◆ **Set exercise 1**
Find every line in the records below that contains the string "guardrail" and copy each of those lines out. Case matters.
--------------------------------
Harry Jaffe: D.C. development booming despite political decline

Used to be I had three ways out of Swann, my little one-lane, one-way street north of Logan Circle. One could continue straight to 14th, or take an alley to S Street, or another alley to T. No more. There’s a huge condominium rising on the corner of 14th and Swann. First they closed off my exit to 14th Street. Now they are blocking the alley to S Street, behind the new building. When the auto mechanics are working on a car in the alley to T Street, we’re kind of trapped.

I fear a blaze when fire trucks need to hit Swann.

It seems every vacant lot on 14th Street from Massachusetts Avenue north past W Street is sprouting a condominium or apartment building. But my small corner of the capital city is hardly the only neighborhood alive with concrete and steel. This spring the construction crane is the city’s mascot, as it was in the boom times of the 1980s and a decade ago. I can think of no other time in recent history when there was more development activity, from downtown to the neighborhoods.
--------------------------------
◆ **Set exercise 2**
According to the column on D.C. development above, what is the city's mascot this spring?
--------------------------------
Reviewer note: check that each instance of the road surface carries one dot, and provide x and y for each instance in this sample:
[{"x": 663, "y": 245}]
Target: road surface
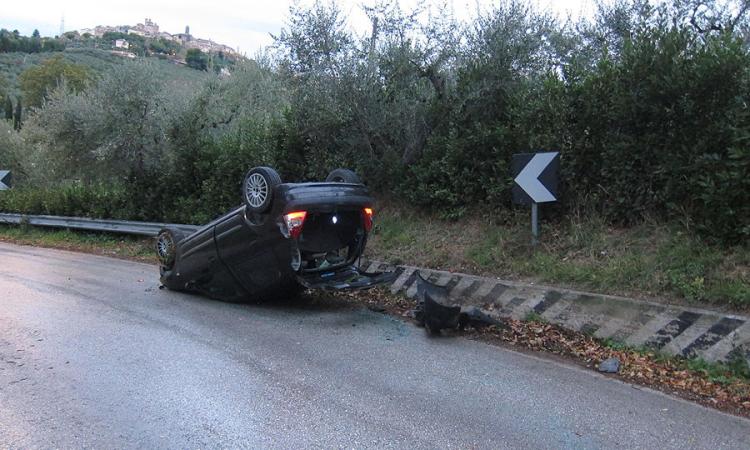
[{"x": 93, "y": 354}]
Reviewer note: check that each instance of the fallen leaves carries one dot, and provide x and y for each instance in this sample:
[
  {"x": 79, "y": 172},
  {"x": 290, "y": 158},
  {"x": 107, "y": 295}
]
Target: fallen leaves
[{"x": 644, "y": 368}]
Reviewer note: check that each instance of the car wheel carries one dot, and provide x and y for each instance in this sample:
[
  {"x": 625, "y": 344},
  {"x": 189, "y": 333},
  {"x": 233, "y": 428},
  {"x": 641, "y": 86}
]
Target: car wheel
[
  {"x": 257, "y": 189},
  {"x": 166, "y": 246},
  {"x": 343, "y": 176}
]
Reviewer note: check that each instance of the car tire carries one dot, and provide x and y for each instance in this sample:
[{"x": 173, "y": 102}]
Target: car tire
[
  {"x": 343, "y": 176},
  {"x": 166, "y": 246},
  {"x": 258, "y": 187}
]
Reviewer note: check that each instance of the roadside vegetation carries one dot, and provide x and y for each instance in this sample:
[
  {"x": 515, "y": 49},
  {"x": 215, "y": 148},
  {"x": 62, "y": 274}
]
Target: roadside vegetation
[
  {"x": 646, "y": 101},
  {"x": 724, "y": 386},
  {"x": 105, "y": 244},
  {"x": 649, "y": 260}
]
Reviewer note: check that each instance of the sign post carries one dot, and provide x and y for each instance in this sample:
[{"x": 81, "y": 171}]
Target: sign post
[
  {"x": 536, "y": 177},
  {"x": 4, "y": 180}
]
--------------------------------
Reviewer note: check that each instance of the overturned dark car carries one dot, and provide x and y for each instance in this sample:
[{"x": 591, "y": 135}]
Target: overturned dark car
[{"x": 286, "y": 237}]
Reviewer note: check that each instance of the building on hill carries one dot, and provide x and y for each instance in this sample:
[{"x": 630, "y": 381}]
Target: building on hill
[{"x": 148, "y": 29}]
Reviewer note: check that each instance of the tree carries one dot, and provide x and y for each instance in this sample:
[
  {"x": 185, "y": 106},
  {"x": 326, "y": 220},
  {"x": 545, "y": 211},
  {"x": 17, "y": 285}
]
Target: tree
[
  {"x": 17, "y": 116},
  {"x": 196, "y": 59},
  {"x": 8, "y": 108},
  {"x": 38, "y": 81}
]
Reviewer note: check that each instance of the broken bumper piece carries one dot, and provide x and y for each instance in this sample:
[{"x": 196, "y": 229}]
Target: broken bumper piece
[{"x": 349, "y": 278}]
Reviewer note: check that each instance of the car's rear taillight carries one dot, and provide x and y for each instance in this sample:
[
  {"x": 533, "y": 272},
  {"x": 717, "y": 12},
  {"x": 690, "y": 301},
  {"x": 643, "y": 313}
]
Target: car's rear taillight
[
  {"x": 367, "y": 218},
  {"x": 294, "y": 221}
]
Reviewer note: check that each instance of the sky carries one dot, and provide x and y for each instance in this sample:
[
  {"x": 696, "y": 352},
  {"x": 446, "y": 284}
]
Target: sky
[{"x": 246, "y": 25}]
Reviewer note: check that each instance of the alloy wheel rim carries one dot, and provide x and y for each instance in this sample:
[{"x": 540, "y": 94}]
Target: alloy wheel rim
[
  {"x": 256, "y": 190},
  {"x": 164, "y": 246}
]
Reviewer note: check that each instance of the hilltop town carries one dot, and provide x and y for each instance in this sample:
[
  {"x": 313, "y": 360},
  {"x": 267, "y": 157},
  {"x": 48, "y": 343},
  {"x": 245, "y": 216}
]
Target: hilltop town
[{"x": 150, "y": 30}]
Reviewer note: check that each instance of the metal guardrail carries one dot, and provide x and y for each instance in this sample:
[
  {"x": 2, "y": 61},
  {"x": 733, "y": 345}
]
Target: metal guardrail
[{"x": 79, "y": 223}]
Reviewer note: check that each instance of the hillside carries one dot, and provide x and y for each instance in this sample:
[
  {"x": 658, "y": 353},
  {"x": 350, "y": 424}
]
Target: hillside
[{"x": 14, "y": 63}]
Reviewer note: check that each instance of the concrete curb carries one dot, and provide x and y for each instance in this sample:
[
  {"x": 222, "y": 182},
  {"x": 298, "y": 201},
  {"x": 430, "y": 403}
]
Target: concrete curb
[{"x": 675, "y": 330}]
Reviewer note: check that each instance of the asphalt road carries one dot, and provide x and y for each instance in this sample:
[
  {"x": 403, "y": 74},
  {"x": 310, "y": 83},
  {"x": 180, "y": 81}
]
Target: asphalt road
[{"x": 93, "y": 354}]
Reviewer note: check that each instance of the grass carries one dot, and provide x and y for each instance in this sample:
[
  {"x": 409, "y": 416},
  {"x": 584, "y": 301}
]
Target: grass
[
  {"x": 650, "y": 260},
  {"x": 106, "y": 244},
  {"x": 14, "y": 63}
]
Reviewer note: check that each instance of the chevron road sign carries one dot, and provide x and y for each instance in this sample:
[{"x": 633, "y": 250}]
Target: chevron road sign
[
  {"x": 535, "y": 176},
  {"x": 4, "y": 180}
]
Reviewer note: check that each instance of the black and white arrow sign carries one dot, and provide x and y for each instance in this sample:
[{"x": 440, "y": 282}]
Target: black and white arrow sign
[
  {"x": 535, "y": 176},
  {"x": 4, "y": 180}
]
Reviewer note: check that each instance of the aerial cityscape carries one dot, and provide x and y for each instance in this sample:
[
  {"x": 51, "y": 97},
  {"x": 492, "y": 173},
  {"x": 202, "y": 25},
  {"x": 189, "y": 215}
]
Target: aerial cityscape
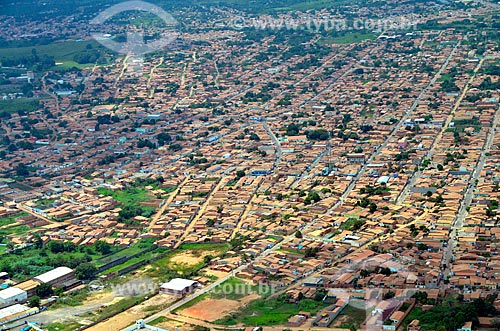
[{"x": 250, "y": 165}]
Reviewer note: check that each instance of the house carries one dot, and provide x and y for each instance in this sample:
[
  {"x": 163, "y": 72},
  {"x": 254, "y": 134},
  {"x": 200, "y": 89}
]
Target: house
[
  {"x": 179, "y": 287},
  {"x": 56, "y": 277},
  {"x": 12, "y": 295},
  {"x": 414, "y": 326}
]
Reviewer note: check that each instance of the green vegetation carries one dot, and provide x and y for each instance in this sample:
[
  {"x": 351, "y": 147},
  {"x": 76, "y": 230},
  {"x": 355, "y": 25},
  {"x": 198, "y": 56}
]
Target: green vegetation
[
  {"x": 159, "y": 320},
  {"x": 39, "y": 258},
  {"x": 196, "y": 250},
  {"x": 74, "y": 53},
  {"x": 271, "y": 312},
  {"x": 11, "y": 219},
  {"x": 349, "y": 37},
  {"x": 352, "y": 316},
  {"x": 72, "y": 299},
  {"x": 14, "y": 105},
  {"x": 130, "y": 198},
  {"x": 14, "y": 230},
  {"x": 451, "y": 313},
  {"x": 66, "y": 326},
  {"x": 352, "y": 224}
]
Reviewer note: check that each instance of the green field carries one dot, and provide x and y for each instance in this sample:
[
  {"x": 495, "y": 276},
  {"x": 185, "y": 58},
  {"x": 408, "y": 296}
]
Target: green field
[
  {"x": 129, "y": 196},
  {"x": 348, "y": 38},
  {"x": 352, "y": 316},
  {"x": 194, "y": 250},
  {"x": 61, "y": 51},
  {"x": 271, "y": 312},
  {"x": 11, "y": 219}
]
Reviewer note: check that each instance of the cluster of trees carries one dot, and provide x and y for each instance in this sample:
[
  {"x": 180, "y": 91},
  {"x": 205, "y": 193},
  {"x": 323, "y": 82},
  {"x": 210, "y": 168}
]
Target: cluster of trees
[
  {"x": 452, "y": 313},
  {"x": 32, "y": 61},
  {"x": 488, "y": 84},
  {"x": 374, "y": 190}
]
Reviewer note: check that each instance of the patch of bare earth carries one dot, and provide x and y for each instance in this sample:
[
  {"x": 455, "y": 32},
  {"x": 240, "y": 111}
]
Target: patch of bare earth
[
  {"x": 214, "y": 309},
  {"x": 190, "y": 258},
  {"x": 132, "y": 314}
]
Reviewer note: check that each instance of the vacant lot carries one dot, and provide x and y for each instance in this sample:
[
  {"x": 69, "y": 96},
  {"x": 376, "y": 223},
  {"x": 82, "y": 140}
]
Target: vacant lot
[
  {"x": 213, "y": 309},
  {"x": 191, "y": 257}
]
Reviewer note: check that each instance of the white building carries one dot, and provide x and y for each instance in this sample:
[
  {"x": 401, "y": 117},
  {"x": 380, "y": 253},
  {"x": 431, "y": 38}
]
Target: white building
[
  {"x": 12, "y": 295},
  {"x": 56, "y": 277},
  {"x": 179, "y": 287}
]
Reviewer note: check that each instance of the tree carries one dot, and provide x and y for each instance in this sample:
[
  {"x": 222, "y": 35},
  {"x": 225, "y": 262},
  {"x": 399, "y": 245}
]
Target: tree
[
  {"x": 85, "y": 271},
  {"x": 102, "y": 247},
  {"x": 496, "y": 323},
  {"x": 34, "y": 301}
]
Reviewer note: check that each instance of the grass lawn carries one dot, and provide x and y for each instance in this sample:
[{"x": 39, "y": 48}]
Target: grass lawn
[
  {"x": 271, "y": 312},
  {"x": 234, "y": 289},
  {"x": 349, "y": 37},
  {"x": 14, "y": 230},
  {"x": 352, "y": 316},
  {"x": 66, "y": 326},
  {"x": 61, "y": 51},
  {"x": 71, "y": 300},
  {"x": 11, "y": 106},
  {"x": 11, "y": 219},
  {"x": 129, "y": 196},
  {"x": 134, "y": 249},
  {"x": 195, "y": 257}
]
--------------------------------
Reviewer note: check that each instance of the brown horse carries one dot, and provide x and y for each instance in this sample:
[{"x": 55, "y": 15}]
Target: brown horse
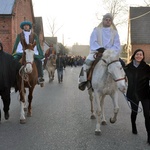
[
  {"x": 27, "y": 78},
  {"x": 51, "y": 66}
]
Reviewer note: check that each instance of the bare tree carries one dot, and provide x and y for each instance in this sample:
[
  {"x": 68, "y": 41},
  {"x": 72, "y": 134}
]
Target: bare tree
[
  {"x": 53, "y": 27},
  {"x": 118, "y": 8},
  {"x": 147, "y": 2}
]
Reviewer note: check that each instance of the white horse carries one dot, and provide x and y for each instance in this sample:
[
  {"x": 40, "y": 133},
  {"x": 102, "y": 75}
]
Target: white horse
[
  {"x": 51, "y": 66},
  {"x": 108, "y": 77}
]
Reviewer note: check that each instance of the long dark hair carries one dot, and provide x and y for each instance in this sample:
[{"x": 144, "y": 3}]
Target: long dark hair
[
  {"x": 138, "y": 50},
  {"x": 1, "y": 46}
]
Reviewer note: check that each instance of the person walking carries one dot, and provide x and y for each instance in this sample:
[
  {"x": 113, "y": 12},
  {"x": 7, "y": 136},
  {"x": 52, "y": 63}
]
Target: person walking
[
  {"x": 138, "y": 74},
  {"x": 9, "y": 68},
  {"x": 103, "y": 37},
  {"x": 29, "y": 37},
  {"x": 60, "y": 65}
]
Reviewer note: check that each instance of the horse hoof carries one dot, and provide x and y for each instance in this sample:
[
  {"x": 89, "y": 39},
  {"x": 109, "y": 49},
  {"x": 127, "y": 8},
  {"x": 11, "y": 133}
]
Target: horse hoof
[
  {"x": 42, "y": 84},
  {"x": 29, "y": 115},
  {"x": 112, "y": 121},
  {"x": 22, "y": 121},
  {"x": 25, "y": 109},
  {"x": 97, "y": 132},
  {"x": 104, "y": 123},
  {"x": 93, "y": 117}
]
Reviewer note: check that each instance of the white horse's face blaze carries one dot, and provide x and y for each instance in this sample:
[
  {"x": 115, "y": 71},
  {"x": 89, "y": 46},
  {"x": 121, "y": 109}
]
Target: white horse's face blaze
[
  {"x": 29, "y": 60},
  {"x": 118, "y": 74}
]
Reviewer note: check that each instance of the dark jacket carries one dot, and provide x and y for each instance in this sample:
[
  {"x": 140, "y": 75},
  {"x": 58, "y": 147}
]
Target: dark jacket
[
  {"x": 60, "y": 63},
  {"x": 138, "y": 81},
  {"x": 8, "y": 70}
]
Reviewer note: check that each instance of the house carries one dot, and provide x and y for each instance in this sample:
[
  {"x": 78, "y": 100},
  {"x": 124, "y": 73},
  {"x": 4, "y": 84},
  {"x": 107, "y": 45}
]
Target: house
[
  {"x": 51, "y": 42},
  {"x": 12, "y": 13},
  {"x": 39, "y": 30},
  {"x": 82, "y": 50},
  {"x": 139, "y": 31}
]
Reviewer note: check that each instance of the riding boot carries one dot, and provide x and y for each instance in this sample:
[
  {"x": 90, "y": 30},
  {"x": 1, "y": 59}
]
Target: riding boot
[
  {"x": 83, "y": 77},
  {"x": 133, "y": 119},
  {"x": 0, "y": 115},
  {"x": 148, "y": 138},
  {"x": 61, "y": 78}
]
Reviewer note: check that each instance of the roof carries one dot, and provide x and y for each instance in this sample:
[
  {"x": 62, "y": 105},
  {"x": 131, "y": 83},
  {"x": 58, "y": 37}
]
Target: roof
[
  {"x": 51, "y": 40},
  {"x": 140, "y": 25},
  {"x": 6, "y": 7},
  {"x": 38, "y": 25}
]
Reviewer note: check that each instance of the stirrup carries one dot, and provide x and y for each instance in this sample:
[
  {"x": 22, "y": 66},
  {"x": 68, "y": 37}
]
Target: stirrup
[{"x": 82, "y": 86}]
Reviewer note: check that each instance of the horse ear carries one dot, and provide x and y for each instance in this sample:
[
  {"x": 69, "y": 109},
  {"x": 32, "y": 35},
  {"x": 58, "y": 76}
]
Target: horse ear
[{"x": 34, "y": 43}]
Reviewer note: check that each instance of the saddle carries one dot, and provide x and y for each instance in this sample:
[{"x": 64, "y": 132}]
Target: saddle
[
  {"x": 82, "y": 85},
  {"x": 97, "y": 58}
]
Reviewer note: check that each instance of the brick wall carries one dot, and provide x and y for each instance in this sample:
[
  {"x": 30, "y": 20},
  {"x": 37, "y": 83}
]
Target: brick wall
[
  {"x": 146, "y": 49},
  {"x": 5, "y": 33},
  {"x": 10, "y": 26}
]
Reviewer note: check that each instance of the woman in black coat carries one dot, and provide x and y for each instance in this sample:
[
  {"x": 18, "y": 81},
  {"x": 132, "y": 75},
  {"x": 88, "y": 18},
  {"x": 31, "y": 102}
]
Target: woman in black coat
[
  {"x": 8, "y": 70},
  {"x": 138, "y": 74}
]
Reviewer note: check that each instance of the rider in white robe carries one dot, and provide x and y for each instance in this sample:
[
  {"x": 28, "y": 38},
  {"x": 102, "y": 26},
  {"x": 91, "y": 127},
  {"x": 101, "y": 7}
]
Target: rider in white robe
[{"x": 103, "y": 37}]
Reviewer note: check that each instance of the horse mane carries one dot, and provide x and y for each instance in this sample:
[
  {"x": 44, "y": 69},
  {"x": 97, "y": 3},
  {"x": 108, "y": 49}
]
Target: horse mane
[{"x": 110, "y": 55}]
--------------------------------
◆ **Correct result 1**
Reviewer note: check that each instance of the metal guardrail carries one dot, and provide x and y for each instance in this sample:
Target: metal guardrail

◆ **Correct result 2**
The construction crane.